ACTIVITY:
Please set down word for word every line from the one holding "Where can the worker" to the end of the data below, both included.

Dataset entries
________________________________________

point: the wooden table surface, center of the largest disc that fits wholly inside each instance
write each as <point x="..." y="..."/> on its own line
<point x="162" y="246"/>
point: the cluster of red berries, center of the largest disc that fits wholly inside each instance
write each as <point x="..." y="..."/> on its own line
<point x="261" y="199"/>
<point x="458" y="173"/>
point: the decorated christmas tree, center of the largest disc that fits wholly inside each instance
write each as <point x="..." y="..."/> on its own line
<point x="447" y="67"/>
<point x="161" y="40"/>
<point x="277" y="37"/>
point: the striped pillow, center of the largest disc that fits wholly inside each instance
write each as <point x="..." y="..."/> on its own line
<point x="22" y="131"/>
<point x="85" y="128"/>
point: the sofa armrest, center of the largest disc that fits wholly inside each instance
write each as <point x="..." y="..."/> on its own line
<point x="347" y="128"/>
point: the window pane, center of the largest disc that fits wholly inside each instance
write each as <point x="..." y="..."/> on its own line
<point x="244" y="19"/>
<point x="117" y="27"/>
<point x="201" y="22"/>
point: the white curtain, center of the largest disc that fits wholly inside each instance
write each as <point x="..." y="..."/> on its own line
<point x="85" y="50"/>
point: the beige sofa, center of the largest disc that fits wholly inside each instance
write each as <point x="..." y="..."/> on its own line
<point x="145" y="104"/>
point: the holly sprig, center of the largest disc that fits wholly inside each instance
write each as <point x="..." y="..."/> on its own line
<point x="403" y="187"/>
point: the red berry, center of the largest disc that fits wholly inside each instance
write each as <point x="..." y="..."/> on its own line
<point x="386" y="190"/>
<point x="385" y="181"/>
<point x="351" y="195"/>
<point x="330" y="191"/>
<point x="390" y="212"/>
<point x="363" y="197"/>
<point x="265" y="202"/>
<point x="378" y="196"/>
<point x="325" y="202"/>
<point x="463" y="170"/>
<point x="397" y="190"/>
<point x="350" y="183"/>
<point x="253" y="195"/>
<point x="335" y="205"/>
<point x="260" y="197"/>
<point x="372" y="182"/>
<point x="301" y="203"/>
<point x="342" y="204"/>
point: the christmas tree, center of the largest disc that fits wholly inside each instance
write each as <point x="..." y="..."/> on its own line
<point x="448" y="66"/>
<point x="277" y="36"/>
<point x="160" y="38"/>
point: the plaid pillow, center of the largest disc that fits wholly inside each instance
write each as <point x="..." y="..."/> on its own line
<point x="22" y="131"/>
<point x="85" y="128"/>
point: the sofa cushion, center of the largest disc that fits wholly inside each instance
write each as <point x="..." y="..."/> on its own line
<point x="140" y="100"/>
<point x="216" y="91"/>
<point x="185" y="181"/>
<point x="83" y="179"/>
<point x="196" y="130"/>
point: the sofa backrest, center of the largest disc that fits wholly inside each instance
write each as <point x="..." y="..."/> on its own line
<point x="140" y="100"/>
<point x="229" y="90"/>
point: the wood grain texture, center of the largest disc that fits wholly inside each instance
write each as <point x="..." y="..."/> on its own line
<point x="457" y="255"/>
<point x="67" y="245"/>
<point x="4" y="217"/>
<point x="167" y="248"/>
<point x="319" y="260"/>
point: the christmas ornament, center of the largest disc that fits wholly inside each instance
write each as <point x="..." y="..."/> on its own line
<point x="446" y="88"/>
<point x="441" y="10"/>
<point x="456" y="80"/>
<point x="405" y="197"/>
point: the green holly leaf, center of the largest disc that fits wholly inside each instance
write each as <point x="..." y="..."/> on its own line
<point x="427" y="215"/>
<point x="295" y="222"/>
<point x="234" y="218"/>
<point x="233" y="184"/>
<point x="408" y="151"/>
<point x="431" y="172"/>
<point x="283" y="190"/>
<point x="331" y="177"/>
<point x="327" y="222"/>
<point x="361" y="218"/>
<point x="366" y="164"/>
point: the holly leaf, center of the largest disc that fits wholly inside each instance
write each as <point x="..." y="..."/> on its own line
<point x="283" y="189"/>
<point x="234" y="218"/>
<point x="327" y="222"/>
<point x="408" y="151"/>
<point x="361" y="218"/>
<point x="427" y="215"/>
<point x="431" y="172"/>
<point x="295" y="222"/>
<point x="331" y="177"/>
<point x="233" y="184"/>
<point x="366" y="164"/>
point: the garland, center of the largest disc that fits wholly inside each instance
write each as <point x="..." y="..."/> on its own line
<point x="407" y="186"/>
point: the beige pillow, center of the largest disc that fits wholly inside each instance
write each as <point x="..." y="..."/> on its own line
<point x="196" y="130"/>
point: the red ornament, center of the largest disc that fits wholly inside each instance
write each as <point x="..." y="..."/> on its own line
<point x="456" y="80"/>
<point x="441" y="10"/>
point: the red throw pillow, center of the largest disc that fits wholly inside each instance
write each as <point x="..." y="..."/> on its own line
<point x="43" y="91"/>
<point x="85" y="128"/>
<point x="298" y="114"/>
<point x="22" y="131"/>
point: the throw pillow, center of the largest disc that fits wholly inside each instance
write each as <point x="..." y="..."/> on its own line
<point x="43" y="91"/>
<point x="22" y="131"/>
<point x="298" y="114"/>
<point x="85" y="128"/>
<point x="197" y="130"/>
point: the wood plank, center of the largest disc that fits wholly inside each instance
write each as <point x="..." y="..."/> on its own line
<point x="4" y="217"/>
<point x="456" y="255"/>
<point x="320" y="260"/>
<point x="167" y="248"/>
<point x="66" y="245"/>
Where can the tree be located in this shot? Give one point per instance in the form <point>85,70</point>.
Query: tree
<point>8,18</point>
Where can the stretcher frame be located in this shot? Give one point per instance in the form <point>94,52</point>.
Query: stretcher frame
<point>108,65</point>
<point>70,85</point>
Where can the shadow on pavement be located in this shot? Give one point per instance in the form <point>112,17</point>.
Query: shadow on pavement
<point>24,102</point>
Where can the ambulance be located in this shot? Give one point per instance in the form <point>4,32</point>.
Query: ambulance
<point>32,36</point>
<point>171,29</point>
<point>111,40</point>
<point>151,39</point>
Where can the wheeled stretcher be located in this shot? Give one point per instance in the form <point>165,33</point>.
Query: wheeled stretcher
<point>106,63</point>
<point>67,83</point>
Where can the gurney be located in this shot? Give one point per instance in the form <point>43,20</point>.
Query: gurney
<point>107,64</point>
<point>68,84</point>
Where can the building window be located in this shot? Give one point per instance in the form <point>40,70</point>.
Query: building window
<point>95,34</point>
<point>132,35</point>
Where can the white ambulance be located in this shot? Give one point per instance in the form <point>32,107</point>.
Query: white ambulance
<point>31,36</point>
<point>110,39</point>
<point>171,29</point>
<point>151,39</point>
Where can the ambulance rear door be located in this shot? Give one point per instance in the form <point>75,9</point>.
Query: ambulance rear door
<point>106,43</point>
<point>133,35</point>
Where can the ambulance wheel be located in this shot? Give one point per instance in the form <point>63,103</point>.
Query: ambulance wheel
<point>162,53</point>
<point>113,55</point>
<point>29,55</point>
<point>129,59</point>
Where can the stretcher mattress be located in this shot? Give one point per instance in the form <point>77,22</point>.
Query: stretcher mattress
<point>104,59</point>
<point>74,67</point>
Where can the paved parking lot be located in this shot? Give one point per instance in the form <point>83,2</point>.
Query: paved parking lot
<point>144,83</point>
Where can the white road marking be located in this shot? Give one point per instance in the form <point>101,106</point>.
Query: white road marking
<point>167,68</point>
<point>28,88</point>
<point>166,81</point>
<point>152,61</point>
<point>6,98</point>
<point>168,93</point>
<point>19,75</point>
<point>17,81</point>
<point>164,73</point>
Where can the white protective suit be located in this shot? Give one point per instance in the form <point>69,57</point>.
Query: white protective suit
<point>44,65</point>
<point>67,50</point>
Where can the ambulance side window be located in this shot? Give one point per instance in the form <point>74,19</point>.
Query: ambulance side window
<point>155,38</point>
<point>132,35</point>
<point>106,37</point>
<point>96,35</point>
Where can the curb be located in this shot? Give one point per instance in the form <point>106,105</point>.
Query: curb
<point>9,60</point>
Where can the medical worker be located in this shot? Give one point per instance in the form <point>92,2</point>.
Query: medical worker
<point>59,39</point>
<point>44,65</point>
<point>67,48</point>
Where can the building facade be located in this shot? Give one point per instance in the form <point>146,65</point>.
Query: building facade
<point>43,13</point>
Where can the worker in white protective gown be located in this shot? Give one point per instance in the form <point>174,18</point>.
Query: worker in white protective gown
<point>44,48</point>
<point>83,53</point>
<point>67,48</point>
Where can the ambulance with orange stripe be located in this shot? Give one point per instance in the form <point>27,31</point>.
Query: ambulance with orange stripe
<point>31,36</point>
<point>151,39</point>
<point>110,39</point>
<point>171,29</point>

________________________________________

EXPECTED OUTPUT:
Where can the worker in white protective gown be located in this shot? Give one point per instance in the form <point>174,18</point>.
Query: worker in white protective gown
<point>44,48</point>
<point>83,53</point>
<point>67,48</point>
Where can the ambulance with orange stripe be located in this shot? Give one point per instance in the form <point>27,31</point>.
Query: ambulance with orange stripe
<point>31,36</point>
<point>151,39</point>
<point>110,39</point>
<point>171,29</point>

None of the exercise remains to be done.